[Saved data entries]
___
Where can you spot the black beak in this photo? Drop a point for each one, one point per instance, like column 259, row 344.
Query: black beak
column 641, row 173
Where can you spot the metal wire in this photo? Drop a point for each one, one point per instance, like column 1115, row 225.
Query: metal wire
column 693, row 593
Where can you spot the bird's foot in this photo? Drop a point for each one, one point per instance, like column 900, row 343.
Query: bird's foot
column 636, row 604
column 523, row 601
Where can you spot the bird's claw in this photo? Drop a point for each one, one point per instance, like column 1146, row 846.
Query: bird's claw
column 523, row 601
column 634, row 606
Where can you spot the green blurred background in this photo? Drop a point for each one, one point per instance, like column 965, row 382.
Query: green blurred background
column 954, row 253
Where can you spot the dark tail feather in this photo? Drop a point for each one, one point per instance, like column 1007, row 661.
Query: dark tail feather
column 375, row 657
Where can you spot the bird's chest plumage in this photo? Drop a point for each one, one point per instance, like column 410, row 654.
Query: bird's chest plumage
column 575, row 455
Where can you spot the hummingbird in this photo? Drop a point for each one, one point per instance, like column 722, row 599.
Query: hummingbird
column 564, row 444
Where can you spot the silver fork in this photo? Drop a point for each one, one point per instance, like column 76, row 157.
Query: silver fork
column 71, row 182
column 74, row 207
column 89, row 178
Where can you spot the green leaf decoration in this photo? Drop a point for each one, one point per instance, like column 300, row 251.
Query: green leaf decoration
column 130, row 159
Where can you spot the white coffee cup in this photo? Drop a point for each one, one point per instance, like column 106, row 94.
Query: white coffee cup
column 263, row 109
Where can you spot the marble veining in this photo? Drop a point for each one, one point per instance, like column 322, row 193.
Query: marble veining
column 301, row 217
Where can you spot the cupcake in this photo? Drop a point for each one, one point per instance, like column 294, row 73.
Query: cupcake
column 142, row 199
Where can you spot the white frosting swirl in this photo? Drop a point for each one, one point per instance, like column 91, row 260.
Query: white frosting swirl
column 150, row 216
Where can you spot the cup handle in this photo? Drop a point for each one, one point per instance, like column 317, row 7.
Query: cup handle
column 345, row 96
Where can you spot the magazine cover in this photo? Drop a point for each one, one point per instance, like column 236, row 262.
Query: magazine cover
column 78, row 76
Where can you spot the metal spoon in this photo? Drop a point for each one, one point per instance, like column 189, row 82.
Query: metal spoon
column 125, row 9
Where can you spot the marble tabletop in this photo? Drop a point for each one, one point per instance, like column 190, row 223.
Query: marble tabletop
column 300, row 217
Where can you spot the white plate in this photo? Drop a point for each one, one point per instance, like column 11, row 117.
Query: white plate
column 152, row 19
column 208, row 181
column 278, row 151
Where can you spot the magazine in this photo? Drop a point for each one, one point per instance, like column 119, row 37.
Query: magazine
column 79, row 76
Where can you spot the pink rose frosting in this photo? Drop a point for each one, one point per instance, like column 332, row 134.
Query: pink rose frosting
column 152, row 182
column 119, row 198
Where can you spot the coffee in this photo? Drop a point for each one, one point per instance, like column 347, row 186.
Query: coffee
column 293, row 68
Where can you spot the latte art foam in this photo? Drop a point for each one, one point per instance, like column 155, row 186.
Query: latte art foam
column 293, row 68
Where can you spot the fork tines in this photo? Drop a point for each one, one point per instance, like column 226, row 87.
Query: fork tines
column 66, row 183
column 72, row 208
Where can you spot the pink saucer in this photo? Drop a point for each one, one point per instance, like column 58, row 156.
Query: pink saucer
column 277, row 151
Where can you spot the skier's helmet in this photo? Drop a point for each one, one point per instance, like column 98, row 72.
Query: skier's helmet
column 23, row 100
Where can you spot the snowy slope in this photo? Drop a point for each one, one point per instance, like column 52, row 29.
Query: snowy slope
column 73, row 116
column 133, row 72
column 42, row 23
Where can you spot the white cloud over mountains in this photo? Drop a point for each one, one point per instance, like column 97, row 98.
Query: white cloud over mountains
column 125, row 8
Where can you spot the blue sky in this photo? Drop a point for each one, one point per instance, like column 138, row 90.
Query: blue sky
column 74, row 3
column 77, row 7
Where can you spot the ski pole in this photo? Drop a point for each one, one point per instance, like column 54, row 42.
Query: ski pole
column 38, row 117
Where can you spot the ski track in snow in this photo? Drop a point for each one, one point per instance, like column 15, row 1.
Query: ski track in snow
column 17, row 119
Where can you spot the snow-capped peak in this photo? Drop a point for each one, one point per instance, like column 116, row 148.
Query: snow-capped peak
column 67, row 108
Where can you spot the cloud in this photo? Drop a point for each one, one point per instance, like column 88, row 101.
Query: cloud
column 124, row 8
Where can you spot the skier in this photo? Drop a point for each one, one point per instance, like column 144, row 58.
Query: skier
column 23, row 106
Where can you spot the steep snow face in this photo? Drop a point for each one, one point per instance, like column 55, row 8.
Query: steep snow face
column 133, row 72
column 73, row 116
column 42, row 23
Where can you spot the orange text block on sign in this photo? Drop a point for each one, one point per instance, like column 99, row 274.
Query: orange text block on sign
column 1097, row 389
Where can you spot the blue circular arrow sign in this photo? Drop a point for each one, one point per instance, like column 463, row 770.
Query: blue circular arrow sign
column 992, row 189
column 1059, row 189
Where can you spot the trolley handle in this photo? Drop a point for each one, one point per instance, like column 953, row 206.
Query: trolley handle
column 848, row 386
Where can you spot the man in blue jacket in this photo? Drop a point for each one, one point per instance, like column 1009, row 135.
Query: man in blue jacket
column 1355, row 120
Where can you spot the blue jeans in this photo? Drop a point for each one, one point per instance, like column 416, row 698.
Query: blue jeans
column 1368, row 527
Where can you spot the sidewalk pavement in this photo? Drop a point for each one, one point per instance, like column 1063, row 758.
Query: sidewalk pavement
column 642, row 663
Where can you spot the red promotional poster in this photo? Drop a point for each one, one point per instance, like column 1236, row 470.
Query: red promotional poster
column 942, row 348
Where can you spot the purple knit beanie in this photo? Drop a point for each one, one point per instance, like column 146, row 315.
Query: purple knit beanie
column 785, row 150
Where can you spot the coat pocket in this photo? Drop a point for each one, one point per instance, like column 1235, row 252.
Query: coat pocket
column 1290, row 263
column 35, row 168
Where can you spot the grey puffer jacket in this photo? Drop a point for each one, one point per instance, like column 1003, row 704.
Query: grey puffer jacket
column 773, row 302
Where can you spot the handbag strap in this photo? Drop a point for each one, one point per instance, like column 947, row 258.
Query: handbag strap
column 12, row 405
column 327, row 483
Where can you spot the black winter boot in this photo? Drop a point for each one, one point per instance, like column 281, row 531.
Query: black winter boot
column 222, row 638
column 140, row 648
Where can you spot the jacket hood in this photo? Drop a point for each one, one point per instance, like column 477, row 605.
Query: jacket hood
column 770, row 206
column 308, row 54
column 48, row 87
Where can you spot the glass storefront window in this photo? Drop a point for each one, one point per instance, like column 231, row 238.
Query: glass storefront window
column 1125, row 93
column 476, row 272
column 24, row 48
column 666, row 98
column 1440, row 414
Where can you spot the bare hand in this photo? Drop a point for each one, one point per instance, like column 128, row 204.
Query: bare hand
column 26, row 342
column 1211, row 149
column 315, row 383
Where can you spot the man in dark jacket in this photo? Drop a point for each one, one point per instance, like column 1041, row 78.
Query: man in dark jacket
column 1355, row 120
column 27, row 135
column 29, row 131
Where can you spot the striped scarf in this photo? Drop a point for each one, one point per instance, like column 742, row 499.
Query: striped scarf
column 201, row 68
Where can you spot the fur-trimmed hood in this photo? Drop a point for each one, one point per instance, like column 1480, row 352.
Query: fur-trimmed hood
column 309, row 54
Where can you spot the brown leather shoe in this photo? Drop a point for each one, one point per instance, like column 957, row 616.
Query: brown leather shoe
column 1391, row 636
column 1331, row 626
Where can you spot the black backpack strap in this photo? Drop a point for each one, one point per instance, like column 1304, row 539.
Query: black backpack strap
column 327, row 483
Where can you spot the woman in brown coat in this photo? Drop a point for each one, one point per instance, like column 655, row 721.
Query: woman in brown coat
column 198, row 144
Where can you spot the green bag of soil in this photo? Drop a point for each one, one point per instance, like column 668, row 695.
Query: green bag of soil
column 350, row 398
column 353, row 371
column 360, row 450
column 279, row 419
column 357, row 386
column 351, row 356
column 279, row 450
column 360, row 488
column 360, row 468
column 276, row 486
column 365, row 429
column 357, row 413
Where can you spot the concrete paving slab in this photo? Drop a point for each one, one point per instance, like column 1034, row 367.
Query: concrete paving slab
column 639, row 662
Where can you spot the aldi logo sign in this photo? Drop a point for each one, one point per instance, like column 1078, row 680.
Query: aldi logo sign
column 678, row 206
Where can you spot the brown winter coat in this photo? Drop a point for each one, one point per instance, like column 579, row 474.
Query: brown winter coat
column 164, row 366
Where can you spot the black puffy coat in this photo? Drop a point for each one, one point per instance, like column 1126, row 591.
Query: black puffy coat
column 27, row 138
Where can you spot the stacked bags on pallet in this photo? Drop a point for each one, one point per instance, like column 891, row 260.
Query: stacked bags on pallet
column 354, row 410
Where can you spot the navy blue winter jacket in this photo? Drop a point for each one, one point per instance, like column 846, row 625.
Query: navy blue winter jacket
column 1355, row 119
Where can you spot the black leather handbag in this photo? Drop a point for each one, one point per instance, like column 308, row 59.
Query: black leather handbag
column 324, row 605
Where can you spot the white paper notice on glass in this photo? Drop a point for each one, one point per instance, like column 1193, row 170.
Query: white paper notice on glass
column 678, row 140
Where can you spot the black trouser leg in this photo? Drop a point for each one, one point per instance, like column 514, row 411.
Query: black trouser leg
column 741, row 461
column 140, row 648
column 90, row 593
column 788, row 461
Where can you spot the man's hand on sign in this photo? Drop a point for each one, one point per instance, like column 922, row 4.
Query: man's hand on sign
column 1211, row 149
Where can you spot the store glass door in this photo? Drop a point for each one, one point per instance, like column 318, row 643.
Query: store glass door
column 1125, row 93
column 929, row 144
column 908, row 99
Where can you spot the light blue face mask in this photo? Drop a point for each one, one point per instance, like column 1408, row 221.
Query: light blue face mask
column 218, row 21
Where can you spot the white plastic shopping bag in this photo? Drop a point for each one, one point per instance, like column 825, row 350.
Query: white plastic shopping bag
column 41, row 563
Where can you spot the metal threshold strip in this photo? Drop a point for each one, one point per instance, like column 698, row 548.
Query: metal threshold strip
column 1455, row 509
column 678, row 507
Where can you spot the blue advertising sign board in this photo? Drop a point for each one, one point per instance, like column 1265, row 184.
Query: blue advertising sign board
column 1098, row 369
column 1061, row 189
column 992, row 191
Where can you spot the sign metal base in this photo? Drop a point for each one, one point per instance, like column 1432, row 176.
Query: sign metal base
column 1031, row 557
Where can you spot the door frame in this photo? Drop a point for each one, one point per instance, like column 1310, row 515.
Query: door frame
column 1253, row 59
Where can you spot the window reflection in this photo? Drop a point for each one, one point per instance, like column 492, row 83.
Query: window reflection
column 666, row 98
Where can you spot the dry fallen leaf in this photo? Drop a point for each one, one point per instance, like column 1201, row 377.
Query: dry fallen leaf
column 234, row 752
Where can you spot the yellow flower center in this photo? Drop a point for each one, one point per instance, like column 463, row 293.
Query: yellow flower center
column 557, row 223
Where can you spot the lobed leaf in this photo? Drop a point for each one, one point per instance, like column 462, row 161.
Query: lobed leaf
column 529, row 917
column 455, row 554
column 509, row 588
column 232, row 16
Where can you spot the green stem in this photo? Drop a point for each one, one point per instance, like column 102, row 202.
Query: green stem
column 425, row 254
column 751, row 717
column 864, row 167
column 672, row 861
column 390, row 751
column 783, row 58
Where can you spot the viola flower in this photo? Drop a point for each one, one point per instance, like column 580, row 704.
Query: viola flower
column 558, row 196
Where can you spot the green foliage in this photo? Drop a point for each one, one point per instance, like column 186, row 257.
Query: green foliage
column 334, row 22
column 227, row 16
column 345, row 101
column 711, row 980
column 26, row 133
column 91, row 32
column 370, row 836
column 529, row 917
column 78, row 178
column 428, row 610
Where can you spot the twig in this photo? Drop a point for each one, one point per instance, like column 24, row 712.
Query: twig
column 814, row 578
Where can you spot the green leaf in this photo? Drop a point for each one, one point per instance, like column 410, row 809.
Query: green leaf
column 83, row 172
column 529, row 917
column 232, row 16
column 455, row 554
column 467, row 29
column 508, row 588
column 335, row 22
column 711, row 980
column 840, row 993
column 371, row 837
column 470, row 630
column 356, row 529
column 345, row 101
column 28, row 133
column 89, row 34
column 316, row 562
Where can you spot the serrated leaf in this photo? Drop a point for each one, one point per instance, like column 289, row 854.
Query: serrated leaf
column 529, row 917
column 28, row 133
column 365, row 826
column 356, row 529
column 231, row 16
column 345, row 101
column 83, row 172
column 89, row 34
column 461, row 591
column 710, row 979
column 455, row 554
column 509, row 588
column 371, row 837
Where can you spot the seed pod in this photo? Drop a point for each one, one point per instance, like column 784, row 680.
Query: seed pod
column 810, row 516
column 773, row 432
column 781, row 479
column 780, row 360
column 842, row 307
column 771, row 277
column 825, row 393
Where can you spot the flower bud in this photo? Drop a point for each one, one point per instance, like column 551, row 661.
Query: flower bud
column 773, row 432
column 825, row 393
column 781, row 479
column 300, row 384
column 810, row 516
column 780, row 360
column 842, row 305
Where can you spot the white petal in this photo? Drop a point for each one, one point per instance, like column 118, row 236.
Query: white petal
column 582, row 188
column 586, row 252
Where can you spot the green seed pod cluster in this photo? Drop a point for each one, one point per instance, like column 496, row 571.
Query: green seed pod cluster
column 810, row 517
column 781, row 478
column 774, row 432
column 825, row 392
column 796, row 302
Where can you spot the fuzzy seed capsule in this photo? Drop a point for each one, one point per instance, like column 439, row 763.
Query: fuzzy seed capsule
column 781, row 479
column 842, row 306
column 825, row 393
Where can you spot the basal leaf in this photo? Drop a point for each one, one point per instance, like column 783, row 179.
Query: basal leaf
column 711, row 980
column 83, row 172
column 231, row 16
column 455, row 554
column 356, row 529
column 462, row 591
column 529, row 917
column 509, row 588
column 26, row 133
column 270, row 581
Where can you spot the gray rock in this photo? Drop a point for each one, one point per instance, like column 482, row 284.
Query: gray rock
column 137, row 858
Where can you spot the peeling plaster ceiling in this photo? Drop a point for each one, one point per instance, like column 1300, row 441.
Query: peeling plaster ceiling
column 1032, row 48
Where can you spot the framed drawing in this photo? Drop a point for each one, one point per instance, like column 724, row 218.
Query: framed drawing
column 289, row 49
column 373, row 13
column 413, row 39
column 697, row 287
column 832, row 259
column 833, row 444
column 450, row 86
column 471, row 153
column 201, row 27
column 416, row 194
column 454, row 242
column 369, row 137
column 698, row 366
___
=== WHAT YOU NEED TO DO ===
Convert the records above into a numbered list, one item per line and with no blank lines. Begin at the line that contains "Where can you spot the lobed" and stop after the line that contains "column 814, row 578".

=== EXERCISE OUTPUT ===
1. Where can you spot the lobed leaf in this photo? Drop a point for each one, one point per instance, like column 462, row 161.
2. Query: lobed leaf
3. column 529, row 917
4. column 455, row 554
5. column 509, row 588
6. column 232, row 16
7. Where can you spot the green stem in this photo? Drop a point for each one, one point per instance, like column 102, row 202.
8. Query: green stem
9. column 425, row 254
10. column 751, row 717
11. column 864, row 167
12. column 672, row 861
13. column 390, row 751
14. column 783, row 58
15. Where can you spot the viola flower in this photo? Drop a point for each one, one point per instance, like column 580, row 704.
16. Query: viola flower
17. column 558, row 196
18. Where can you spot the green foliage in this photo? Drop a point for each one, one point per instance, like column 186, row 257.
19. Query: green foliage
20. column 334, row 22
21. column 227, row 16
22. column 345, row 101
23. column 711, row 980
24. column 26, row 133
25. column 91, row 32
26. column 370, row 836
27. column 529, row 917
28. column 78, row 178
29. column 428, row 610
30. Where can you spot the twig in this photo? Drop a point for each one, one point per instance, like column 24, row 712.
31. Query: twig
32. column 814, row 578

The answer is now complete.